▶ [Objective] Rewrite the items between the line holding "pin: black jacket" and the line holding "(215, 62), (229, 71)", inclusive, keeping every request and format sample unchanged but multiplying each coordinate in the answers by 1.95 and rounding it to a whole number, with halves rounded up. Give only those lines.

▶ [Listed entries]
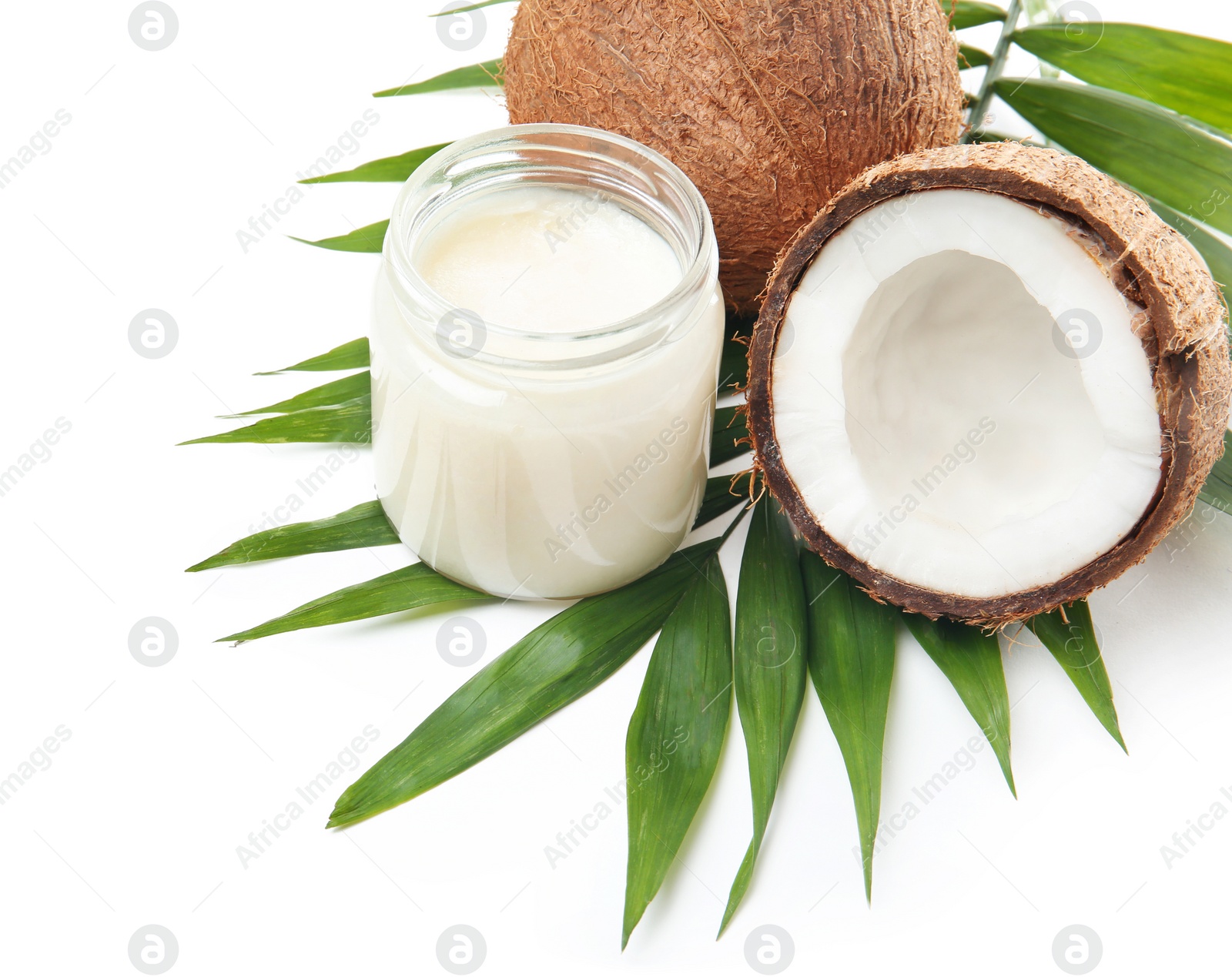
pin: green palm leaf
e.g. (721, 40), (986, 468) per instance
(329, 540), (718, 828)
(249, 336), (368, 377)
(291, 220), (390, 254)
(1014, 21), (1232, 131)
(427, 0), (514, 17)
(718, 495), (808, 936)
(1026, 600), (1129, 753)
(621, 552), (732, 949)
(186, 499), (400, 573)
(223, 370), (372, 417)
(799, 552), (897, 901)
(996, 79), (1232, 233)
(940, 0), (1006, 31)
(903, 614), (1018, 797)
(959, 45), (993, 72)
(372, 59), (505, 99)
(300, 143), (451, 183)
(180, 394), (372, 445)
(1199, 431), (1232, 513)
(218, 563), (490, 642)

---

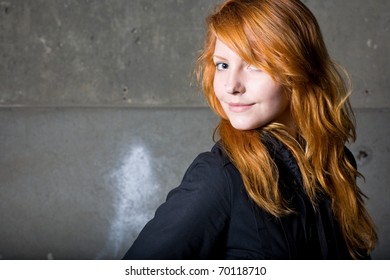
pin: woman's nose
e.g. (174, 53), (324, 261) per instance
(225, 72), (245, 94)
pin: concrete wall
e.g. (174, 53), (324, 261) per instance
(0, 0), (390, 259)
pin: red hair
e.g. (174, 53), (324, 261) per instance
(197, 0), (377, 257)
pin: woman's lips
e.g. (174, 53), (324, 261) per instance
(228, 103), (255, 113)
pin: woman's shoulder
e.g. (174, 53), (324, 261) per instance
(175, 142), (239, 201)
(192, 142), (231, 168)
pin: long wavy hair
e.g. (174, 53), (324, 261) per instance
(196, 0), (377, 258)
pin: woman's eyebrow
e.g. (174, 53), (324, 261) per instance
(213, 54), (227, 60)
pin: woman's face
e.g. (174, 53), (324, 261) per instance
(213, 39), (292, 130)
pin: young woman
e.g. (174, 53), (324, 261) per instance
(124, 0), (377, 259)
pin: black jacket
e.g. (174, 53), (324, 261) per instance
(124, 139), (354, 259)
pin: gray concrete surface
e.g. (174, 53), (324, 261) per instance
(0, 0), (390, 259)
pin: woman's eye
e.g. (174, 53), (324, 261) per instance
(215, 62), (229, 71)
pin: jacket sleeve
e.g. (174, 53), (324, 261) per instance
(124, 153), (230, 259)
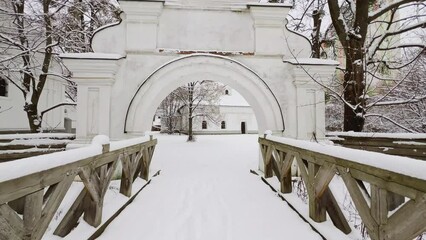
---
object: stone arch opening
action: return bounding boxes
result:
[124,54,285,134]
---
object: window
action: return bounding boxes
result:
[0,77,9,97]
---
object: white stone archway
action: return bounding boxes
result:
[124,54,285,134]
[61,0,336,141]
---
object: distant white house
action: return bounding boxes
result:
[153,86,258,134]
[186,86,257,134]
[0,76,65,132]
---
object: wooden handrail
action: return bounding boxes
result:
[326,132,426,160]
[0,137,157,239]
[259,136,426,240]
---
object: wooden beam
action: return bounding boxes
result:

▶ [Answer]
pin: black jacket
e.g. (174, 53), (324, 261) per instance
(242, 271), (690, 505)
pin: gray concrete surface
e.g. (174, 53), (324, 261) per instance
(0, 0), (761, 505)
pin: woman's eye
e.g. (174, 53), (324, 261) per instance
(419, 121), (447, 138)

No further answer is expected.